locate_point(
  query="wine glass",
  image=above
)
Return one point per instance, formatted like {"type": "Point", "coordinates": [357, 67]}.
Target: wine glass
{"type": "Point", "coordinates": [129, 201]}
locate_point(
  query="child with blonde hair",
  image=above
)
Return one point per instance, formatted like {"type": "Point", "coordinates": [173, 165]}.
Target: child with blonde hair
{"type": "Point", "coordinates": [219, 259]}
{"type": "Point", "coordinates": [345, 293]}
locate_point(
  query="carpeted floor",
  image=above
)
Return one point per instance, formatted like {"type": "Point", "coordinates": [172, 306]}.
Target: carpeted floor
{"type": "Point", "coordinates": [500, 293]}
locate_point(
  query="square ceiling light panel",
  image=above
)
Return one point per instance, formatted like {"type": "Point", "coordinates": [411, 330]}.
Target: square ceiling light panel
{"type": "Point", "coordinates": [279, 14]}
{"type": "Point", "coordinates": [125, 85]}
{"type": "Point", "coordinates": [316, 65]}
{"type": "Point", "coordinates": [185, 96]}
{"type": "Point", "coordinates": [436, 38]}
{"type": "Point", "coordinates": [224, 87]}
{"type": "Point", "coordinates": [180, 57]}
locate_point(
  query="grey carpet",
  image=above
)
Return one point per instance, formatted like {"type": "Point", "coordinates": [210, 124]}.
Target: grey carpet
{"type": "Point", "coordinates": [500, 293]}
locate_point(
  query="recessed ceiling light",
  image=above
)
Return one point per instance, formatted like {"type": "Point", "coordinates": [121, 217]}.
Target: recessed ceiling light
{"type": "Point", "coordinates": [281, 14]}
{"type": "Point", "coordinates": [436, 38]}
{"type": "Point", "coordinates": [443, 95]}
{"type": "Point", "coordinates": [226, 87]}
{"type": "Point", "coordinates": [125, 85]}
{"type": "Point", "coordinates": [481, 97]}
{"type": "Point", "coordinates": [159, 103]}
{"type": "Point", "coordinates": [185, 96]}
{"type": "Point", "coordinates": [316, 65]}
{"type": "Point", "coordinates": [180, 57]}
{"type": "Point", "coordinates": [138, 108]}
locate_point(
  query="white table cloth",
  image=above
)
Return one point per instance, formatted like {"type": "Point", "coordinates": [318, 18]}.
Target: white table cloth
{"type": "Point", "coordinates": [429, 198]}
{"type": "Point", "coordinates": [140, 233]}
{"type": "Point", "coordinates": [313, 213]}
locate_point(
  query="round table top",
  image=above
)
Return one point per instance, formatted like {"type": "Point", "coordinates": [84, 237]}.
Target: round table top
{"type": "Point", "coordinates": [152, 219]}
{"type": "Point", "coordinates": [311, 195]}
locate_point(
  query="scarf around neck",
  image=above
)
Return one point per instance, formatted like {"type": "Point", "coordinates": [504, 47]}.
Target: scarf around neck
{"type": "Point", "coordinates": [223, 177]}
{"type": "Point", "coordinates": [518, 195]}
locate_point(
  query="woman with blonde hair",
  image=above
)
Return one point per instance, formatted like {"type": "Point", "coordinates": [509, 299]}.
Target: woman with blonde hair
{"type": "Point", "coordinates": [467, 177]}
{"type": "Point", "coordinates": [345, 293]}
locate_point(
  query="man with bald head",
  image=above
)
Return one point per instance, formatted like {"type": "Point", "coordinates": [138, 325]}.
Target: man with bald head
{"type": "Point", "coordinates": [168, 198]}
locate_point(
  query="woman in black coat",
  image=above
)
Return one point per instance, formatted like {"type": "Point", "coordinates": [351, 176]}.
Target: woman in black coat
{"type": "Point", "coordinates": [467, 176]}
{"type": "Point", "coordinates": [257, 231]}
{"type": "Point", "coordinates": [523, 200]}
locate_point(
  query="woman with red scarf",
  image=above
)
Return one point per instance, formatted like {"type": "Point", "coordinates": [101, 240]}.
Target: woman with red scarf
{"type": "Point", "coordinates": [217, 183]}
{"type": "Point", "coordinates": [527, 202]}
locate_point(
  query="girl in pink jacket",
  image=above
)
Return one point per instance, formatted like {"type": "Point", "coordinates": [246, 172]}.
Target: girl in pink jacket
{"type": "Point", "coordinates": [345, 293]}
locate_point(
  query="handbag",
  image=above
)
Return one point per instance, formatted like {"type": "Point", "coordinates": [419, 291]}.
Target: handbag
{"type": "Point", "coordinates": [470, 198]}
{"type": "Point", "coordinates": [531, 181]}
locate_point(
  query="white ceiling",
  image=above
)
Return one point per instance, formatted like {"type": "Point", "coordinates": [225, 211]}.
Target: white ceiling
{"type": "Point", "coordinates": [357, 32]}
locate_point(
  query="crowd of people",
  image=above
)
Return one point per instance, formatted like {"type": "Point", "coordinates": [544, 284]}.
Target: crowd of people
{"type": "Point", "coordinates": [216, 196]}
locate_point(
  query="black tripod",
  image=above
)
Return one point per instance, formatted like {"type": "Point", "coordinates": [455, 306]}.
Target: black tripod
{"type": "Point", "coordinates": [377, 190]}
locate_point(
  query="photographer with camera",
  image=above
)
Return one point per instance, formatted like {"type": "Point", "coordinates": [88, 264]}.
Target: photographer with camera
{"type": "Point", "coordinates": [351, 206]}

_ _ _ _ _

▸ TO DO
All of the entries above should be written out again exactly.

▸ REPLY
locate_point(
  query="wine glass",
  image=above
)
Return one point per instance, formatted like {"type": "Point", "coordinates": [357, 67]}.
Target: wine glass
{"type": "Point", "coordinates": [129, 201]}
locate_point(
  query="child with blonde hair",
  image=above
)
Return one point per instance, formatted like {"type": "Point", "coordinates": [173, 165]}.
Target: child with blonde hair
{"type": "Point", "coordinates": [219, 259]}
{"type": "Point", "coordinates": [345, 293]}
locate_point(
  query="carpeted floor",
  image=above
)
Return one point per instance, formatted like {"type": "Point", "coordinates": [172, 306]}.
Target: carpeted floor
{"type": "Point", "coordinates": [500, 293]}
locate_point(
  query="square ceiling light panel",
  image=above
)
Return one point per instance, formatted like {"type": "Point", "coordinates": [411, 330]}.
Target: square ceiling light panel
{"type": "Point", "coordinates": [279, 14]}
{"type": "Point", "coordinates": [125, 85]}
{"type": "Point", "coordinates": [316, 65]}
{"type": "Point", "coordinates": [185, 96]}
{"type": "Point", "coordinates": [436, 38]}
{"type": "Point", "coordinates": [224, 87]}
{"type": "Point", "coordinates": [180, 57]}
locate_point(
  query="grey carpet",
  image=above
)
Return one point per instance, formatted like {"type": "Point", "coordinates": [210, 124]}.
Target: grey carpet
{"type": "Point", "coordinates": [500, 293]}
locate_point(
  query="recessed ceiling light",
  image=above
)
Return one point per instance, formatted like {"type": "Point", "coordinates": [121, 217]}.
Target: recessed ceiling light
{"type": "Point", "coordinates": [281, 14]}
{"type": "Point", "coordinates": [436, 38]}
{"type": "Point", "coordinates": [443, 95]}
{"type": "Point", "coordinates": [226, 87]}
{"type": "Point", "coordinates": [125, 85]}
{"type": "Point", "coordinates": [481, 97]}
{"type": "Point", "coordinates": [159, 103]}
{"type": "Point", "coordinates": [185, 96]}
{"type": "Point", "coordinates": [316, 65]}
{"type": "Point", "coordinates": [180, 57]}
{"type": "Point", "coordinates": [138, 108]}
locate_point(
  query="white table cloth",
  image=above
)
Return one point per instance, formatted like {"type": "Point", "coordinates": [318, 18]}.
Target: white table cloth
{"type": "Point", "coordinates": [429, 198]}
{"type": "Point", "coordinates": [140, 233]}
{"type": "Point", "coordinates": [313, 213]}
locate_point(
  query="round table top",
  image=above
)
Return one point per instance, formatted like {"type": "Point", "coordinates": [84, 237]}.
Target: round table top
{"type": "Point", "coordinates": [152, 219]}
{"type": "Point", "coordinates": [311, 195]}
locate_point(
  query="scarf around neck",
  image=above
)
Return one point per instance, formatted like {"type": "Point", "coordinates": [504, 47]}.
Target: scarf around neck
{"type": "Point", "coordinates": [223, 177]}
{"type": "Point", "coordinates": [518, 195]}
locate_point(
  query="woman with blonde hair",
  image=above
)
Return one point per instance, formatted like {"type": "Point", "coordinates": [509, 299]}.
Target: woman with blonde hair
{"type": "Point", "coordinates": [467, 177]}
{"type": "Point", "coordinates": [345, 293]}
locate_point(
  query="man with bald head",
  image=above
)
Return one point per instance, formatted like {"type": "Point", "coordinates": [138, 325]}.
Target: man with bald head
{"type": "Point", "coordinates": [168, 198]}
locate_point(
  query="woman in black coat",
  image=above
)
Return one point per instance, formatted like {"type": "Point", "coordinates": [351, 176]}.
Target: woman in black coat
{"type": "Point", "coordinates": [467, 176]}
{"type": "Point", "coordinates": [257, 231]}
{"type": "Point", "coordinates": [523, 200]}
locate_point(
  query="woman with red scarf",
  image=above
)
Return one point per instance, formatted like {"type": "Point", "coordinates": [101, 240]}.
Target: woman with red scarf
{"type": "Point", "coordinates": [217, 183]}
{"type": "Point", "coordinates": [527, 202]}
locate_point(
  query="girl in pink jacket",
  image=above
)
Return one point per instance, formatted like {"type": "Point", "coordinates": [246, 172]}.
Target: girl in pink jacket
{"type": "Point", "coordinates": [345, 293]}
locate_point(
  query="handbag",
  image=above
)
Return one point per instance, formatted like {"type": "Point", "coordinates": [419, 291]}.
Target: handbag
{"type": "Point", "coordinates": [470, 198]}
{"type": "Point", "coordinates": [531, 181]}
locate_point(
  query="white ceiling",
  image=above
)
Return one point per instance, formatted like {"type": "Point", "coordinates": [225, 211]}.
Target: white ceiling
{"type": "Point", "coordinates": [357, 32]}
locate_point(
  query="crowd of people",
  image=above
)
Return one point per instance, formatted like {"type": "Point", "coordinates": [544, 284]}.
Target: crowd of people
{"type": "Point", "coordinates": [216, 196]}
locate_point(
  query="black tripod",
  image=above
)
Return one point per instance, formatted like {"type": "Point", "coordinates": [455, 306]}.
Target: black tripod
{"type": "Point", "coordinates": [377, 190]}
locate_point(
  query="photographer with camera",
  image=above
)
Return one point per instance, formatted like {"type": "Point", "coordinates": [88, 264]}.
Target: photographer with camera
{"type": "Point", "coordinates": [351, 206]}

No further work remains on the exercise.